(Source passage):
I have my clients read this over and over again to help them “define the parameters” of each relationship that causes them problems. Defining perimeters means understanding recognizing and being able to accept their own personal rules, ideals, and needs in each individual relationship. Some of the most difficult things we experience in relationships are realizing that love is unconditional, but relationships are not.

We can be honest and direct about our boundaries in relationships and about the parameters of a particular relationship.

Perhaps no area of our life reflects our uniqueness and individuality in recovery more than our relationships. Some of us are in a committed relationship. Some of us are dating. Some of us are not dating. Some of us are living with someone. Some of us wish we were dating. Some of us wish we were in a committed relationship. Some of us get into new relationships after recovery. Some of us stay in the relationship we were in before we began recovering.
We have other relationships too. We have friendships. Relationships with children, with parents, with extended family. We have professional relationships—relationships with people on the job. 

We need to be able to be honest and direct in our relationships. One area we can be honest and direct about is the parameters of our relationships. We can define our relationships to people, an idea written about by Charlotte Kasl and others, and we can ask them to be honest and direct about defining their vision of the relationship with us.

(Required tasks):
a - According to the passage on relationships, who has written about the idea of defining our relationships to people?
b - Repeat the passage on relationships between "Perhaps no area" and "on the job.", inclusive.
c - In the passage on relationships, the paragraph beginning "We have other relationships too" names several relationships. List all of them.

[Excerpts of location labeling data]
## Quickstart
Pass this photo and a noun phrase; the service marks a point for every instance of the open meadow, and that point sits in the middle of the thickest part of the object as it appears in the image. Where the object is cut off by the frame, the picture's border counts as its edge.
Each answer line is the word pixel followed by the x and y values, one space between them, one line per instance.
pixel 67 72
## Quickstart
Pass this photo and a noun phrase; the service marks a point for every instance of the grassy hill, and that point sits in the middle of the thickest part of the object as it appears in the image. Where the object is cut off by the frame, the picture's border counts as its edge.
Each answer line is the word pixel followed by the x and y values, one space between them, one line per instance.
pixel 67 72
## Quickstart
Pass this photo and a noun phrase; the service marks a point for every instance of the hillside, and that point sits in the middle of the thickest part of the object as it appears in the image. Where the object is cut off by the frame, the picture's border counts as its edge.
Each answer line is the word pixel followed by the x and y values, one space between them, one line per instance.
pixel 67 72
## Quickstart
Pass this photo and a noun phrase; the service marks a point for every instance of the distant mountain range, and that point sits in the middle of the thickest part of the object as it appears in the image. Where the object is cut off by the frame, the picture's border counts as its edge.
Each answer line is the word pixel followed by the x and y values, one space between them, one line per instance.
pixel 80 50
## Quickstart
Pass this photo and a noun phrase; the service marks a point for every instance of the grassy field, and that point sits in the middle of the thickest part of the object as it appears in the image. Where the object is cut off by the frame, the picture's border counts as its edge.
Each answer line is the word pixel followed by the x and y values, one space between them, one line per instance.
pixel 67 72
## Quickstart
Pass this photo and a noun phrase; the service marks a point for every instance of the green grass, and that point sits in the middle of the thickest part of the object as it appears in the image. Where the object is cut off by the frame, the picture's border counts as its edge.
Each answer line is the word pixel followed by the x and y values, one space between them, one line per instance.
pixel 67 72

(Solutions to each task):
a - Charlotte Kasl and others

b -
Perhaps no area of our life reflects our uniqueness and individuality in recovery more than our relationships. Some of us are in a committed relationship. Some of us are dating. Some of us are not dating. Some of us are living with someone. Some of us wish we were dating. Some of us wish we were in a committed relationship. Some of us get into new relationships after recovery. Some of us stay in the relationship we were in before we began recovering.
We have other relationships too. We have friendships. Relationships with children, with parents, with extended family. We have professional relationships—relationships with people on the job.

c - friendships; relationships with children; relationships with parents; relationships with extended family; professional relationships (relationships with people on the job)